REQUIRED TASK →
Repeat the entire listing exactly.

## Start SUPPLIED RECORDS

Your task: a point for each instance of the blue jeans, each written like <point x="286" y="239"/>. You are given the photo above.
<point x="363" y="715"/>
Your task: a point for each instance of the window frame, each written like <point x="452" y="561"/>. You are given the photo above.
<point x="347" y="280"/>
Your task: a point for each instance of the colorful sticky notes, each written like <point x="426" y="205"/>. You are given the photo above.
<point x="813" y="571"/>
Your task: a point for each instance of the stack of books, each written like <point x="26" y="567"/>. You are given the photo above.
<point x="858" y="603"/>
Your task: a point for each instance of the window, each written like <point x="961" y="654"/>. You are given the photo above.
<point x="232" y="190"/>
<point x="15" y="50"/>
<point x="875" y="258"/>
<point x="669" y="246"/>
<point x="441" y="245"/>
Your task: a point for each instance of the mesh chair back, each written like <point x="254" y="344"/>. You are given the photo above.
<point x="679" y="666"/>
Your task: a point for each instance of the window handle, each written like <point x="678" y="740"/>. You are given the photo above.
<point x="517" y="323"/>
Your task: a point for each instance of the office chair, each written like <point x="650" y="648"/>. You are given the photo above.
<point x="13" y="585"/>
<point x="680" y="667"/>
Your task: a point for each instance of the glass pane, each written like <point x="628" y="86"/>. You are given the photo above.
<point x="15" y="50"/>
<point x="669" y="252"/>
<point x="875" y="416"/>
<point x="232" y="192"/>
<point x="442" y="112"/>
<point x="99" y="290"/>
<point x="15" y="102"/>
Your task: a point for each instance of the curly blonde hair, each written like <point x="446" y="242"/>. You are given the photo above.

## End SUPPLIED RECORDS

FINISHED ANSWER →
Your task: a point for each instance of the blue jeans, each written like <point x="286" y="239"/>. You are given the photo above.
<point x="363" y="715"/>
Your task: a point for each instance of the window frame, each written like <point x="452" y="561"/>. You are given the photo above.
<point x="347" y="280"/>
Your task: a point for each instance of the colorful sticky notes, each written like <point x="426" y="205"/>. You are given the photo above.
<point x="813" y="571"/>
Your task: a point for each instance of the stack of books, each written like <point x="26" y="567"/>. You are given the photo above.
<point x="858" y="603"/>
Your task: a point for each instance of the window, each written like <point x="961" y="654"/>. You are given the photo above.
<point x="232" y="190"/>
<point x="15" y="50"/>
<point x="875" y="258"/>
<point x="669" y="246"/>
<point x="441" y="245"/>
Your task: a point for each instance of the mesh chair back, each written like <point x="254" y="344"/>. You are given the photo above.
<point x="679" y="666"/>
Your task: a point for each instance of the window handle, each written like <point x="678" y="740"/>. You are given the photo above.
<point x="517" y="323"/>
Your task: a point for each instance of the office chair, each written like <point x="650" y="648"/>. You are given the photo above.
<point x="13" y="585"/>
<point x="680" y="667"/>
Your task: a point for each instance of the glass pane, each written like <point x="628" y="86"/>. You are given the photo above.
<point x="15" y="50"/>
<point x="669" y="252"/>
<point x="875" y="416"/>
<point x="232" y="192"/>
<point x="442" y="112"/>
<point x="99" y="290"/>
<point x="15" y="102"/>
Your task: a point for each instance of the curly blonde hair, each written like <point x="446" y="242"/>. You are given the photo above.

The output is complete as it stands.